--- GOAL ---
Locate each line in the records below that contains the string "side", treating uppercase and lowercase as different, and copy those lines.

--- RECORD SET ---
......
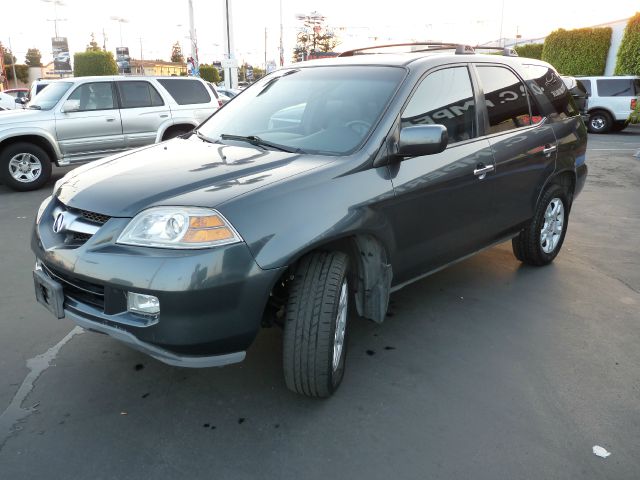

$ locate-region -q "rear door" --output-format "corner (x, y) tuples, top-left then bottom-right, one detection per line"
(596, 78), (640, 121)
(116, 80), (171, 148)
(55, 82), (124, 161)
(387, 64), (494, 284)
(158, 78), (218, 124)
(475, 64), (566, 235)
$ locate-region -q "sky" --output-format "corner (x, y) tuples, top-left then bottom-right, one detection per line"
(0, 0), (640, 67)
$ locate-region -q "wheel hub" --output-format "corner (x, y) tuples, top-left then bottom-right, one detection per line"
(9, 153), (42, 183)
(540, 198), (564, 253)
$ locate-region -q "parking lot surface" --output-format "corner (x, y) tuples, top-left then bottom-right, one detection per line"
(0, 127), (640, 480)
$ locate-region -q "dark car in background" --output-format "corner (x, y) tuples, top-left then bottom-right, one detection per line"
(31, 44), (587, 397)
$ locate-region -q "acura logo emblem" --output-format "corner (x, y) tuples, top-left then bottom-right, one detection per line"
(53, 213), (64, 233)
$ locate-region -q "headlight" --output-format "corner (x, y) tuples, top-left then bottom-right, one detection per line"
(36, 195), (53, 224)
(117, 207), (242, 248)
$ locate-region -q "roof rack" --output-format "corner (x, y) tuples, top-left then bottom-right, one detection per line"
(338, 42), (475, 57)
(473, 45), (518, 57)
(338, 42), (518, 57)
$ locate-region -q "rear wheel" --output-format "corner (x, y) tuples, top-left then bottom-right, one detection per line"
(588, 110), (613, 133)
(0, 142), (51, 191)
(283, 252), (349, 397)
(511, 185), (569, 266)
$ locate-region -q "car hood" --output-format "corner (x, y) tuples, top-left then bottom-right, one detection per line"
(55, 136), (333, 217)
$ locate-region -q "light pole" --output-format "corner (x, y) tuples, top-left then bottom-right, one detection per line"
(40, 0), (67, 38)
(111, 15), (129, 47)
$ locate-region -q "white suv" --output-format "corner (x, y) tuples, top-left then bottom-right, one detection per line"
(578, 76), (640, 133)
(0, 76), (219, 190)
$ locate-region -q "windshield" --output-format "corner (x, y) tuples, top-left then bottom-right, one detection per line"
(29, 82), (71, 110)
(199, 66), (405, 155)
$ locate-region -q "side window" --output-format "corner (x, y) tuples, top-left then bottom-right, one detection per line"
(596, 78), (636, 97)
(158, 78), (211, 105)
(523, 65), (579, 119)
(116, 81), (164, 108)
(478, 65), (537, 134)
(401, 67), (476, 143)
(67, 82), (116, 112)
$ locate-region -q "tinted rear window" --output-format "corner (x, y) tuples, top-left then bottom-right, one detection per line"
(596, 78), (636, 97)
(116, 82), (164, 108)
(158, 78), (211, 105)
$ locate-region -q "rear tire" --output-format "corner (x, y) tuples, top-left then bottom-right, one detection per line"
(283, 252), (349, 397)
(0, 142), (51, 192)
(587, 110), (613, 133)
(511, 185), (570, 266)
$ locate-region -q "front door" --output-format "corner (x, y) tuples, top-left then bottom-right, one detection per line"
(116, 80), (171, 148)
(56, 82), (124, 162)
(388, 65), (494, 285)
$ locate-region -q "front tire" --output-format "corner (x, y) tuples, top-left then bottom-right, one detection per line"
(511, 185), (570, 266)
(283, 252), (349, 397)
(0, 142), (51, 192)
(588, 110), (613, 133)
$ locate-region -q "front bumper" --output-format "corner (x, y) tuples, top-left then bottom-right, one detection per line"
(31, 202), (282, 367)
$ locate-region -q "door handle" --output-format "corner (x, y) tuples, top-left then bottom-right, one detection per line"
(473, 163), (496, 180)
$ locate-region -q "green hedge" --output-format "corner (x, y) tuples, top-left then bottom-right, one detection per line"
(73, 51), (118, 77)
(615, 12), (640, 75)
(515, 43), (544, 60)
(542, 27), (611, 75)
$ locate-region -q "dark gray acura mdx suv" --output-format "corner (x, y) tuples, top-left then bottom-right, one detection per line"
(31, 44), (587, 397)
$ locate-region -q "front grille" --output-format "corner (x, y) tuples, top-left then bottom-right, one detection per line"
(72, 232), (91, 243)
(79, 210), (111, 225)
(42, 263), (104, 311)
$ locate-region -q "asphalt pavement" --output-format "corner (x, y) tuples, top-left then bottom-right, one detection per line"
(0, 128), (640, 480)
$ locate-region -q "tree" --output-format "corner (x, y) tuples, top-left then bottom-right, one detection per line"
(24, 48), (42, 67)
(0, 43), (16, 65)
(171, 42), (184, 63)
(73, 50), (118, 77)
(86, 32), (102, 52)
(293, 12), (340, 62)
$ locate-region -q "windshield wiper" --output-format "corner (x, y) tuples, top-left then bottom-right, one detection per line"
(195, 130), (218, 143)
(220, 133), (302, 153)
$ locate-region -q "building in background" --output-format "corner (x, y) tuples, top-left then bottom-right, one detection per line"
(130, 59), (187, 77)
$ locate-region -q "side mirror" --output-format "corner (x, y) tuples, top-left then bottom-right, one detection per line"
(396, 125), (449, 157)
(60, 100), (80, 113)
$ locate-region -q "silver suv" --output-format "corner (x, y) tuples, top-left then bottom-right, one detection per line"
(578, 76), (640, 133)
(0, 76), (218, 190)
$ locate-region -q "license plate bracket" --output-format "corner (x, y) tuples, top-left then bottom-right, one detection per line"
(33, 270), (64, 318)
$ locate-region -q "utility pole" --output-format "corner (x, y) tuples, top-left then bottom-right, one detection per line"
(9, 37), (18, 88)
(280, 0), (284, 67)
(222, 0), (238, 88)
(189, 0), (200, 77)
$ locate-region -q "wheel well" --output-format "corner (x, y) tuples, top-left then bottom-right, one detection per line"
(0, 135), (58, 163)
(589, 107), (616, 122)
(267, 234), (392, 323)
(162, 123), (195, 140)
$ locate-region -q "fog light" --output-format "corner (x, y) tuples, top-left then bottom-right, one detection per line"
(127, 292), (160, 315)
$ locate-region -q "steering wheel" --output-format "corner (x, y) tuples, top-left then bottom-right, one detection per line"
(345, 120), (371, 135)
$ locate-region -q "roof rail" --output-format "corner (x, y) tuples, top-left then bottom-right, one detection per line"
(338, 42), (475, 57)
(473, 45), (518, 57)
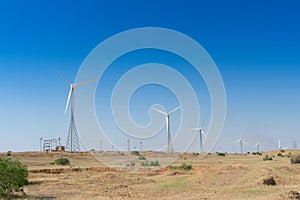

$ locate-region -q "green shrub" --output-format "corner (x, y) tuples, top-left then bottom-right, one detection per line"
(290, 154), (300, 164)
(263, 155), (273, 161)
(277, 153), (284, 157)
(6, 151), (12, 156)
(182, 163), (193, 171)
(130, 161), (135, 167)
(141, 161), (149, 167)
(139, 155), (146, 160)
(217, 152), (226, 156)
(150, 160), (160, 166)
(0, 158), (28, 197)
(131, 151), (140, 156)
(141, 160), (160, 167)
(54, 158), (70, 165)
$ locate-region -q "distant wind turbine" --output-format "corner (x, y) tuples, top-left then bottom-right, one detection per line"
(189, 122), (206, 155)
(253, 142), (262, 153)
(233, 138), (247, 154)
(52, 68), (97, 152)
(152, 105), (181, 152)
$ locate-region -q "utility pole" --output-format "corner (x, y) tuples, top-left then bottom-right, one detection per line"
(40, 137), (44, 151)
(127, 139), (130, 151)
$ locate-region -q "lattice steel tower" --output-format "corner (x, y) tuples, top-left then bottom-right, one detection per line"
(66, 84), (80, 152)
......
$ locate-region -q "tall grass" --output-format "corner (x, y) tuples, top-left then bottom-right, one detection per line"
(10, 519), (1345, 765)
......
--- COMPLETED TASK ---
$ locate-region -q "side window" --output-format "corner (x, y) tuples, top-left then bottom-right, one detection per line"
$ locate-region -q "side mirror" --output-format "corner (x, y) tuples, top-left then bottom-right, one detection per line"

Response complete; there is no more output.